● **TESTO ESTRATTO**
____________

Aveva approvato l’invasione. E sapeva della persecuzione degli oppositori,
carcere, torture, esecuzioni, benché non ne denunciasse nessuno. Non sapeva
dello sterminio degli ebrei, dice, ma era possibile non saperlo.
L’autodifesa
di Hamsun, quando infine la cosa fu dibattuta in tribunale, fu semplice, così
come qui la racconta con la trascrizione che ne fu fatta tra gli atti: “Non ho
fatto parte di Nasjonal Sambling”, il partito filonazista. Ma: “Io ci credevo”.
A che cosa? “Eravamo stati allettati dalla prospettiva che la Norvegia avrebbe
occupato una posizione elevata, predominante nella società mondiale pangermanica
che si stava preparando e nella quale tutti credevamo, in misura diversa, ma ci
credevamo tutti”. Che retrospettivamente è folle, ma così era – la cosa non si
contesta, semplicemente non se ne parla. E più “nella neutrale Svezia”, Hamsun aggiunge
che gli veniva fatto notare regolarmente da “certi tedeschi relativamente altolocati”.
Poteva emigrare, Hamsun insiste, non se la sarebbe passata male, ma ha voluto
servire la patria, “usando la mia penna per la Norvegia, che avrebbe occupato
una posizione di primo piano tra le nazioni germaniche. Fin dall’inizio mi
sentii attratto da quel pensiero. Di più, esso mi entusiasmava: ne ero
posseduto”. E non è finita: “Coloro che oggi godono della mia umiliazione,
poiché hanno vinto, hanno vinto esteriormente, in superficie”.
Hamsun
credette a Hitler anche dopo morto. Il 7 maggio 1945 volle rendergli pubblico
omaggio con un ditirambo, che inizia con un “non
sono degno di parlare solennemente di Adolf Hitler”: “Era un guerriero, un
pioniere dell’umanità e un apostolo del vangelo del diritto di tutte le
nazioni. Era una figura di riformatore di altissimo rango”. Qui riduce a
macchiette i suoi giudici, e quelli che incontrandolo si voltano dall’altra
parte. Un rivolgimento non da poco: giudice dei suoi giudici, di cui mette
senza remissione in berlina l’ipocrisia. Cabarettistici i tentativi di usare
contro di lui la moglie, la “seconda” moglie, che per questo tennero a lungo
chiusa in prigione. Con una giustificazione non da poco: “Silvio Pellico,
rinchiuso in un carcere austriaco, scriveva del piccolo topo che aveva
addomesticato. Il suo topo adottivo. Anch’io scrivo qualcosa del genere”. E si
scopre un gallo giovane, che non sa di essere gallo in mezzo alle galline, e
quando comincia a capirlo “una mano lo afferrò e nel buio lo
portò”. Avendo lamentato: “Ero una persona sana e mi hanno ridotto come
gelatina”. A sé unicamente rimproverando la pubblicazione di un libro di
poesie, un cedimento alla vanagloria. Sfacciato, ma simpatico. Forse perché
veritiero - la verità è che la guerra di Hitler fu bella per molti.

____________

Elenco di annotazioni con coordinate

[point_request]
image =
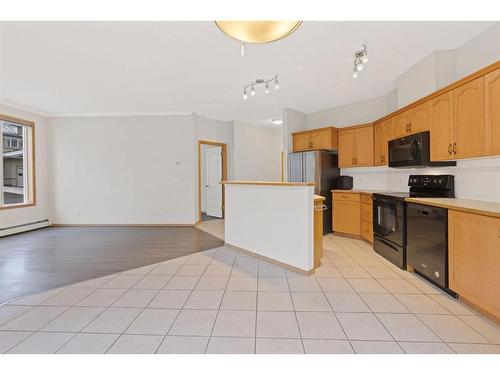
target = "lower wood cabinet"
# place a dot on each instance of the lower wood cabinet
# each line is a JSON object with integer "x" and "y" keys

____________

● **DA FARE**
Puoi citare alla lettera il passo del brano su Hamsun che va da "Aveva approvato l’invasione." fino a "possibile non saperlo."?

● **SOLUZIONE**
Aveva approvato l’invasione. E sapeva della persecuzione degli oppositori,
carcere, torture, esecuzioni, benché non ne denunciasse nessuno. Non sapeva
dello sterminio degli ebrei, dice, ma era possibile non saperlo.